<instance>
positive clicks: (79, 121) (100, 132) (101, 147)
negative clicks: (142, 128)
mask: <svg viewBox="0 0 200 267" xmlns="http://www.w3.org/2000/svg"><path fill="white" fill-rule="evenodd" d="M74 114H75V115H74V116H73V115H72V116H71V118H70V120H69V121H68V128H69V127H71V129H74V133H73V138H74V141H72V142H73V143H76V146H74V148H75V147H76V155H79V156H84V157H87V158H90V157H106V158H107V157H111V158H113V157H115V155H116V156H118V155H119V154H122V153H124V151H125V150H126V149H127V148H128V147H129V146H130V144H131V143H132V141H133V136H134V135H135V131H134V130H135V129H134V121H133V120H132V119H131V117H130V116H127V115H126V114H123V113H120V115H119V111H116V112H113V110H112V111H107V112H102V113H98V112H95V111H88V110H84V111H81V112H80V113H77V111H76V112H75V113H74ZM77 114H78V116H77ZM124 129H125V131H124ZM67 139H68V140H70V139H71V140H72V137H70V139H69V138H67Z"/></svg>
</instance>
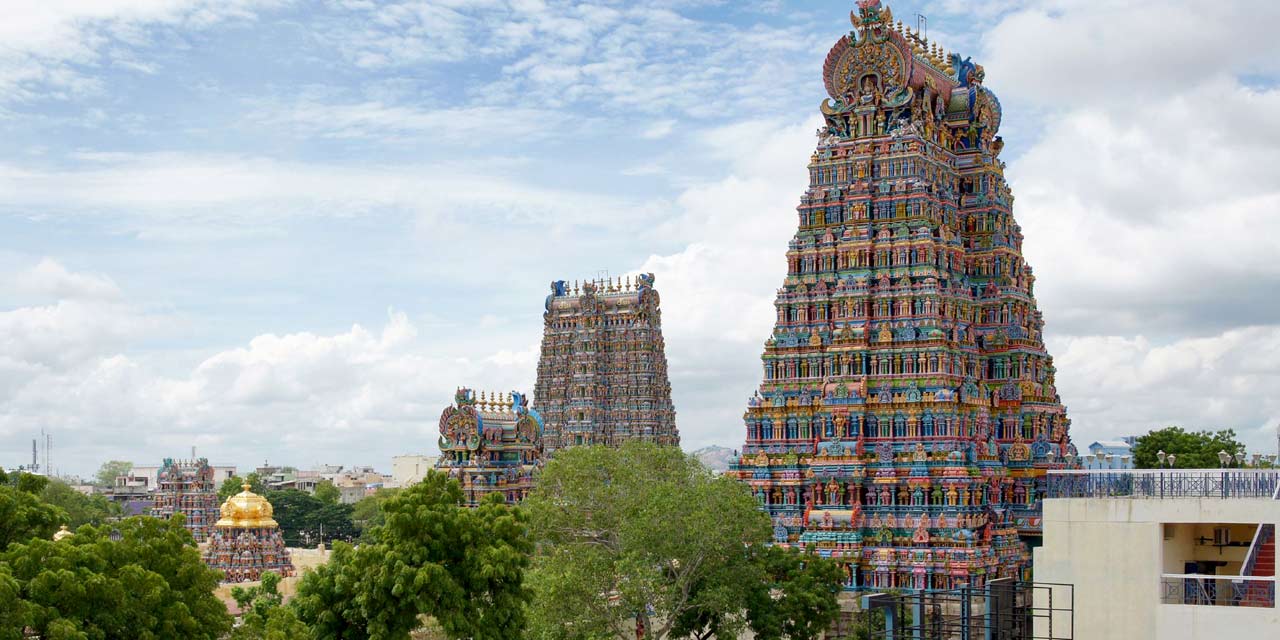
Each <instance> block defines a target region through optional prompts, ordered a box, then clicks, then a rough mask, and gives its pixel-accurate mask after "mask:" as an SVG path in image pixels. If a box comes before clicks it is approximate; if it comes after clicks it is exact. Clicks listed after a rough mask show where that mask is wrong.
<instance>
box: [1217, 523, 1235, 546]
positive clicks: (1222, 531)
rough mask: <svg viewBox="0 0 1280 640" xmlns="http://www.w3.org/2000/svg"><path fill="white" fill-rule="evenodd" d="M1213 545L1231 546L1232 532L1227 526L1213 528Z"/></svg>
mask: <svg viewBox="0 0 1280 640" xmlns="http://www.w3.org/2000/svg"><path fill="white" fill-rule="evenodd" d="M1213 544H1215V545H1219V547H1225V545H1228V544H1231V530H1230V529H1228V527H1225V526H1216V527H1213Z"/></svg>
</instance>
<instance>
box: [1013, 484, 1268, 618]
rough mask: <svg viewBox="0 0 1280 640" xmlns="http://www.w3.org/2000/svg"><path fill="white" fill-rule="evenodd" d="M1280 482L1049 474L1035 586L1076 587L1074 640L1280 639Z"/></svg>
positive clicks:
------------------------------
▶ About this exercise
Each line above must be set down exactly, though no picture should be carried over.

▶ Your solution
<instance>
positive clicks: (79, 121) (100, 132) (101, 147)
negative clicks: (142, 128)
mask: <svg viewBox="0 0 200 267" xmlns="http://www.w3.org/2000/svg"><path fill="white" fill-rule="evenodd" d="M74 114H75V115H74V116H73V115H72V116H71V118H70V120H69V121H68V128H69V127H71V129H74V133H73V138H74V141H72V142H73V143H76V146H74V148H75V147H76V155H79V156H84V157H87V158H90V157H106V158H107V157H111V158H113V157H115V155H116V156H118V155H119V154H122V153H124V151H125V150H126V149H127V148H128V147H129V146H130V144H131V143H132V141H133V136H134V135H135V131H134V130H135V129H134V121H133V120H132V119H131V117H130V116H127V115H126V114H123V113H120V115H119V111H116V112H113V110H112V111H107V112H102V113H98V112H95V111H88V110H84V111H81V112H80V113H77V111H76V112H75V113H74ZM77 114H78V116H77ZM124 129H125V131H124ZM67 139H68V140H70V139H71V140H72V137H70V139H69V138H67Z"/></svg>
</instance>
Each <instance> block defines a target region through optional prompts, ordered a box, then clicks, then a rough mask, and gives its pixel-accurate mask after "mask:" as an SVG path in image pixels. If a box comes before clicks it is approximate; if it comes after clicks it is exact. Clicks listed after a rough mask show where that mask is wrong.
<instance>
box: [1217, 523, 1235, 546]
positive clicks: (1222, 531)
rough mask: <svg viewBox="0 0 1280 640" xmlns="http://www.w3.org/2000/svg"><path fill="white" fill-rule="evenodd" d="M1213 545L1231 546L1232 532L1227 526L1213 528Z"/></svg>
mask: <svg viewBox="0 0 1280 640" xmlns="http://www.w3.org/2000/svg"><path fill="white" fill-rule="evenodd" d="M1213 544H1215V545H1219V547H1225V545H1228V544H1231V530H1230V529H1228V527H1225V526H1216V527H1213Z"/></svg>
</instance>
<instance>
box: [1013, 484, 1268, 618]
rough mask: <svg viewBox="0 0 1280 640" xmlns="http://www.w3.org/2000/svg"><path fill="white" fill-rule="evenodd" d="M1280 482L1049 474L1035 586L1076 587L1074 640L1280 639Z"/></svg>
positive clicks:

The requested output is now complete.